# Task description:
Report each line of the entries below that contains the word "distant".

# Data extract:
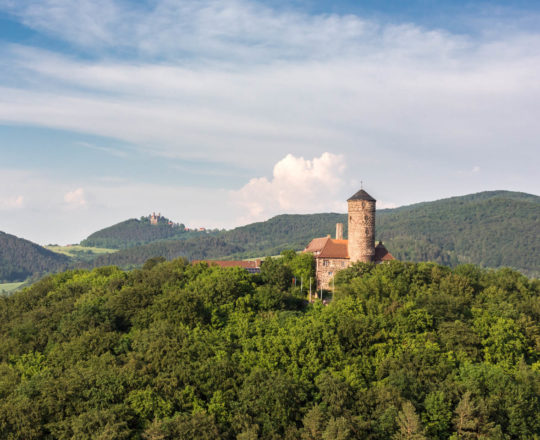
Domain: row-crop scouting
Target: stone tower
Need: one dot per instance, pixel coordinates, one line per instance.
(361, 227)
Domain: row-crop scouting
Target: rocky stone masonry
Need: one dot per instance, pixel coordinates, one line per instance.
(326, 268)
(361, 230)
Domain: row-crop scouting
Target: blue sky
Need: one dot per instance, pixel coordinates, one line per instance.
(219, 113)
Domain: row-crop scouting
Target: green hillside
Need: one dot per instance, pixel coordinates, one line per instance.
(20, 259)
(492, 229)
(180, 352)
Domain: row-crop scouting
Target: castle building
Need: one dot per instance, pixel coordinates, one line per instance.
(332, 255)
(154, 219)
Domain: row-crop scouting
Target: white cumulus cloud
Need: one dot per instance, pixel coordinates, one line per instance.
(297, 185)
(75, 198)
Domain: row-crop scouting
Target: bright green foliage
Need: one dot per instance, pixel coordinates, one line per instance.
(180, 351)
(492, 229)
(21, 259)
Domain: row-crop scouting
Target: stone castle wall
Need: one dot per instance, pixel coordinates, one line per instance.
(361, 230)
(326, 268)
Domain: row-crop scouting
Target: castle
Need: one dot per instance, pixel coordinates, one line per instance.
(333, 255)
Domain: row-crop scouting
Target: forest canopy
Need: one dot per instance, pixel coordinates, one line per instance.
(180, 351)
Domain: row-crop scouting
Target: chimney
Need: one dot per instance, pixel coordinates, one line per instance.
(339, 231)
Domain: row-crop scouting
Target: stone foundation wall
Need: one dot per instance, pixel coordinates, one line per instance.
(326, 268)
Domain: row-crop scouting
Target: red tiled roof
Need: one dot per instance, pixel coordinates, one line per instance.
(317, 244)
(230, 263)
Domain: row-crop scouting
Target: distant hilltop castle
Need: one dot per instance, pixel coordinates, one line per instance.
(154, 219)
(333, 255)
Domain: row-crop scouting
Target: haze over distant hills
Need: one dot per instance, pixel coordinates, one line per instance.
(491, 229)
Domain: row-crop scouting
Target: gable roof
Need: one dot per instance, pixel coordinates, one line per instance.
(361, 195)
(382, 254)
(326, 247)
(317, 244)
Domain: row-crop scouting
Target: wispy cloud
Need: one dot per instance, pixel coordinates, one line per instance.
(238, 82)
(75, 199)
(11, 203)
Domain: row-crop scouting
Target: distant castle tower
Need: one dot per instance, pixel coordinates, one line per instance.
(361, 227)
(154, 219)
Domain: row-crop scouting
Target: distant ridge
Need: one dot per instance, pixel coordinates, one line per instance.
(20, 259)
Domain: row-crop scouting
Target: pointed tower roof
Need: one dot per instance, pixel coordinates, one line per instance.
(362, 195)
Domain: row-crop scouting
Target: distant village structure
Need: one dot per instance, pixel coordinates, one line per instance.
(333, 255)
(154, 219)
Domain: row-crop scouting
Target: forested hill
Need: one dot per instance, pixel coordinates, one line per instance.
(181, 352)
(20, 259)
(135, 232)
(492, 229)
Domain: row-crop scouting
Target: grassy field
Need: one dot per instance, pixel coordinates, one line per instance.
(80, 253)
(7, 288)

# The solution:
Target: distant hilltop castle
Target: haze over distant hills
Target: distant castle tower
Target: distant ridge
Target: distant village structure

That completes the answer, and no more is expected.